# [SET PROBLEM]
In everything from the entry line containing "decorated hand fan." down to the one containing "left=156, top=56, right=177, bottom=106", switch "pinpoint" to "locate" and give those lines again with nothing else changed. Leave the pictures out of your answer.

# [THE RECORDS]
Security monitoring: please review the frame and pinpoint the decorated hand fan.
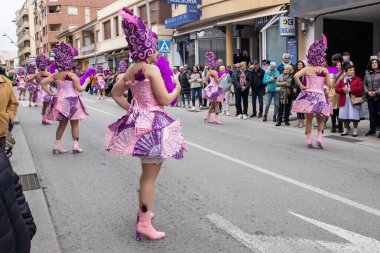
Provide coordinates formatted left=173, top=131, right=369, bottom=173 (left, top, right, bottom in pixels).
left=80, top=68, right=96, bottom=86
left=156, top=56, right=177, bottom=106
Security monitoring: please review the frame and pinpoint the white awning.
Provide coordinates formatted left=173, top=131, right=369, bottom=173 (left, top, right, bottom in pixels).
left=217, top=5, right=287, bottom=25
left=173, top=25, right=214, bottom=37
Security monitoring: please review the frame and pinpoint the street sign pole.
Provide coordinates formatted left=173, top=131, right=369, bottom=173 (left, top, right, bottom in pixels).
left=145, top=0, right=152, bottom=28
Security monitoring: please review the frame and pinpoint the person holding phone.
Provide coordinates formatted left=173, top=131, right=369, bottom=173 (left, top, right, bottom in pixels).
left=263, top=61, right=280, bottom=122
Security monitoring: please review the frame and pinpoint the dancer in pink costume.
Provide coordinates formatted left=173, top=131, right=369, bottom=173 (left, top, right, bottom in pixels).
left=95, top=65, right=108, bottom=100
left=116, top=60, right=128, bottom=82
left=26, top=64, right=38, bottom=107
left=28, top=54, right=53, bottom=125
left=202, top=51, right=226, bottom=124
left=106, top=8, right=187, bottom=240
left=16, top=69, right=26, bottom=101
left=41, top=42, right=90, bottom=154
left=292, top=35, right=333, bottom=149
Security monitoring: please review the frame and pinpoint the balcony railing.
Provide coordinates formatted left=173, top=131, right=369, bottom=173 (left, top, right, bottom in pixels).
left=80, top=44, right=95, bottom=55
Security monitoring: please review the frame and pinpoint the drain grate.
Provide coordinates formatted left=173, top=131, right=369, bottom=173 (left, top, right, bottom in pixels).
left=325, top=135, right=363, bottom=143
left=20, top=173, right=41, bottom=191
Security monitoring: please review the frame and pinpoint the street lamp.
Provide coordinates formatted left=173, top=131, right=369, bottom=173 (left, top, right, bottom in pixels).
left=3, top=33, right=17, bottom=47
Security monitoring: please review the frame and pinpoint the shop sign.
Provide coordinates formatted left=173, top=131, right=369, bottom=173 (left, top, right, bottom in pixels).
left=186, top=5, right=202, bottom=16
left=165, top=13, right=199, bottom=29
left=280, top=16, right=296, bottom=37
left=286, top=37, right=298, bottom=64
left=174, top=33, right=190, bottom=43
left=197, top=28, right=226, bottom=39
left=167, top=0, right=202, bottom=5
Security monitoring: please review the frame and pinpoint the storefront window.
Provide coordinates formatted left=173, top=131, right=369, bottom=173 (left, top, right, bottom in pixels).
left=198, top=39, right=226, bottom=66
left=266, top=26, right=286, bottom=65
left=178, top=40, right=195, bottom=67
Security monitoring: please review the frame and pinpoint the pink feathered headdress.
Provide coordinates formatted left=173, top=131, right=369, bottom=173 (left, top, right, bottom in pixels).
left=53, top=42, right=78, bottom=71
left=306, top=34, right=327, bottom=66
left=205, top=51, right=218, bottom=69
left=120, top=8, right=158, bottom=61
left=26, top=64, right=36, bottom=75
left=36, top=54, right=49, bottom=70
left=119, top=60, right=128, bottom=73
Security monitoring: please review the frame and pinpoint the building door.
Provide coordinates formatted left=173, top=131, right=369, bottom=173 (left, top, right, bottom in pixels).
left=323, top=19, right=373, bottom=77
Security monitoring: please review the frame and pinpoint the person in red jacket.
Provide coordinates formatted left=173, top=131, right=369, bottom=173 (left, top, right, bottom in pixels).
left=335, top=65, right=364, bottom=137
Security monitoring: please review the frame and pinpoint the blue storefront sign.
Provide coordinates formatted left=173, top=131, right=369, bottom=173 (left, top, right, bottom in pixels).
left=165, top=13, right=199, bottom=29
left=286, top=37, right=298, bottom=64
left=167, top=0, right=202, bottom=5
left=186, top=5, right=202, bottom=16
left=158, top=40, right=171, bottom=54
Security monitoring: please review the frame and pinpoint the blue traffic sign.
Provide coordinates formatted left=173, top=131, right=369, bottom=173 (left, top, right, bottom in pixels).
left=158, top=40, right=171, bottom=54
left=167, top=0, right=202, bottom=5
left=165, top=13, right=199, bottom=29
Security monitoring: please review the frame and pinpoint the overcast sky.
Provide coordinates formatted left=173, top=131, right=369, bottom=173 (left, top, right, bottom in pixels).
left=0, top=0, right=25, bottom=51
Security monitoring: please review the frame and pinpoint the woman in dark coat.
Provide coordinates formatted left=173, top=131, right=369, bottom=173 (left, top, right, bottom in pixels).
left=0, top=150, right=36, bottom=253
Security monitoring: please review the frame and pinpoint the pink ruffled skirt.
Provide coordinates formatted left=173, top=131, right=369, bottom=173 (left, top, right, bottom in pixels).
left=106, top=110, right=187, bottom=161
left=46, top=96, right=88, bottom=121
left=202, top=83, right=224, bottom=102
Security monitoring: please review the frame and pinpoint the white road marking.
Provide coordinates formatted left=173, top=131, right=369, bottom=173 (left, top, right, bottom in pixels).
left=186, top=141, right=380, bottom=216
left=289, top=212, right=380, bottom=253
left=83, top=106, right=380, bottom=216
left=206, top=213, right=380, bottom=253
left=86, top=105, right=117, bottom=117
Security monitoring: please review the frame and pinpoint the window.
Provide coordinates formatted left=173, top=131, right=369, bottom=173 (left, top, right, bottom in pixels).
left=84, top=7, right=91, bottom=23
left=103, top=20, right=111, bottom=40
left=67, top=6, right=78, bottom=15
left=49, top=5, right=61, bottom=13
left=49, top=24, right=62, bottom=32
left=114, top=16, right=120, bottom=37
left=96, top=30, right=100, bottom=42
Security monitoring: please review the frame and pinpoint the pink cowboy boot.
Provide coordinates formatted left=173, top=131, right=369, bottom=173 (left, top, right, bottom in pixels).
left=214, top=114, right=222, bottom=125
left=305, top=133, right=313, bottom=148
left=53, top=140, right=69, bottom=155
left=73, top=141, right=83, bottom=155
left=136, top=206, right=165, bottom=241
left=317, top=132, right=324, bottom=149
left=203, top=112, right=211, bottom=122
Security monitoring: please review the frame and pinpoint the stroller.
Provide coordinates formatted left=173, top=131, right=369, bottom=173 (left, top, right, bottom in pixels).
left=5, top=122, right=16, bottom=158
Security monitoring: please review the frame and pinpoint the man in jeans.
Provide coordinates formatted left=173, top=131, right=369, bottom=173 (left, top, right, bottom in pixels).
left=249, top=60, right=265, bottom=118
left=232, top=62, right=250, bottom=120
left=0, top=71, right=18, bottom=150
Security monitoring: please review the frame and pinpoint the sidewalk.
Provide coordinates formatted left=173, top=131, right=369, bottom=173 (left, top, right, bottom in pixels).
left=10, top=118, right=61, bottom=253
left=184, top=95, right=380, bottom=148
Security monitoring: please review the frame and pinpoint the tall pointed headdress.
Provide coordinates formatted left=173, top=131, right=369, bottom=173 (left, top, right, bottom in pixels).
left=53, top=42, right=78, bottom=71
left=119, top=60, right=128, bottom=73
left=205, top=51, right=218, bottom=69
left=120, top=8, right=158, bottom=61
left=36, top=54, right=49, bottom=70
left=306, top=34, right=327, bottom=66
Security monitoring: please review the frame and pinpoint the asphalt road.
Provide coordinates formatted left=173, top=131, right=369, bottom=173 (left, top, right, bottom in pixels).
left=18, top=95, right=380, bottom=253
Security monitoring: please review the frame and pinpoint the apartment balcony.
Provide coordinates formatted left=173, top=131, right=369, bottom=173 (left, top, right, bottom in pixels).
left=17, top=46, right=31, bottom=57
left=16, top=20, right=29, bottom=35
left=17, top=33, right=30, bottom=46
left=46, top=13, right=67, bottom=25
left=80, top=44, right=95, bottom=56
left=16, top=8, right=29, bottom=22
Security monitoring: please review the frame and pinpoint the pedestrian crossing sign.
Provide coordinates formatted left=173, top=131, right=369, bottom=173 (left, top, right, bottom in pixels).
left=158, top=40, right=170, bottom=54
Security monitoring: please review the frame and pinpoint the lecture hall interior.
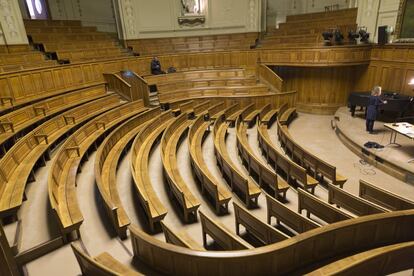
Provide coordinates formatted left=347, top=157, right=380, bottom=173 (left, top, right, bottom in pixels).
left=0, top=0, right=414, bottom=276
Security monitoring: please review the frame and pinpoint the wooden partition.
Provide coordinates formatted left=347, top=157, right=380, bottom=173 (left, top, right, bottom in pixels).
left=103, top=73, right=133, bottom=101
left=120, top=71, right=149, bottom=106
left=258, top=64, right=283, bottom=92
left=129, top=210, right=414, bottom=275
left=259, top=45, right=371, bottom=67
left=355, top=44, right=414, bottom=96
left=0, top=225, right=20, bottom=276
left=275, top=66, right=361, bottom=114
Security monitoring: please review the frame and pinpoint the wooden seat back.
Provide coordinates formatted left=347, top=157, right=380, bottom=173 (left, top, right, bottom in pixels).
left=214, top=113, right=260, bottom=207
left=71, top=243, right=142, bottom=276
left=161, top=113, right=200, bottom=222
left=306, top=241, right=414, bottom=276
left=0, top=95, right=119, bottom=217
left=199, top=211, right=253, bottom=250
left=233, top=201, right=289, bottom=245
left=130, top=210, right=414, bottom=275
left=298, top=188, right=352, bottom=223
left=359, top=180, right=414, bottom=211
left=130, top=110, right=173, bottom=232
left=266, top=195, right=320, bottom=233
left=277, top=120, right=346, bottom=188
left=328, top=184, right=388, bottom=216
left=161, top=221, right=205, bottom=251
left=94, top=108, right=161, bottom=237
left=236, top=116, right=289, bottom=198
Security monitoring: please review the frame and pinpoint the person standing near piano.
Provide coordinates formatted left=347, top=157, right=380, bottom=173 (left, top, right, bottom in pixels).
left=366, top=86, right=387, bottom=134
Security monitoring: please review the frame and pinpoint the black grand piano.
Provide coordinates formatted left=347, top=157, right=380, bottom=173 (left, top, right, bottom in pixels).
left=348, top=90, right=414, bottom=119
---
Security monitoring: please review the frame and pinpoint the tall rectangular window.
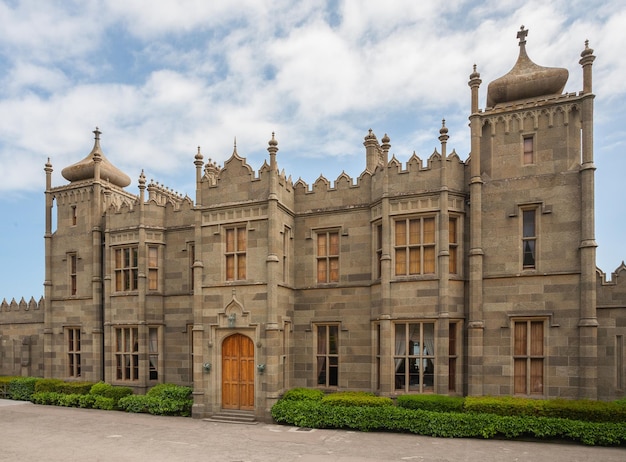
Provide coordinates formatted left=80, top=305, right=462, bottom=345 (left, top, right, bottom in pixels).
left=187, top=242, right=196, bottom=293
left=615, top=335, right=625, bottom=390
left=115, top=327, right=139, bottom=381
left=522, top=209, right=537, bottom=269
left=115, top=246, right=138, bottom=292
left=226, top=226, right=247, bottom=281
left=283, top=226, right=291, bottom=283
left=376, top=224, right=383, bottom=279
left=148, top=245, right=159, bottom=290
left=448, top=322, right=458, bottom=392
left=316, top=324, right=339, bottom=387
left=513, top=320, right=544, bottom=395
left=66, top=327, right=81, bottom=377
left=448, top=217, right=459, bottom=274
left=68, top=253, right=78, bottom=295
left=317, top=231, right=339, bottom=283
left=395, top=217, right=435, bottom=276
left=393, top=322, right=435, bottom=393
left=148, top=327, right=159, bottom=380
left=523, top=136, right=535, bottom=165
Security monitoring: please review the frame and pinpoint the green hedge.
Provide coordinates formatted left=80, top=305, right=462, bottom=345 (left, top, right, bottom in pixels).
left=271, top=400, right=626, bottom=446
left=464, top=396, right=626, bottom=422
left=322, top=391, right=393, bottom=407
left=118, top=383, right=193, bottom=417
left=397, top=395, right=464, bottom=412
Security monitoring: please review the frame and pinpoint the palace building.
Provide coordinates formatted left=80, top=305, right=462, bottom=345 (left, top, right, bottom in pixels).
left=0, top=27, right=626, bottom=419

# [EXERCISE SOLUTION]
Security monitoring: please review the frame and locate the decorated hand fan.
Provide coordinates formatted left=173, top=131, right=369, bottom=173 (left, top, right, bottom in pixels).
left=80, top=68, right=96, bottom=86
left=156, top=56, right=177, bottom=106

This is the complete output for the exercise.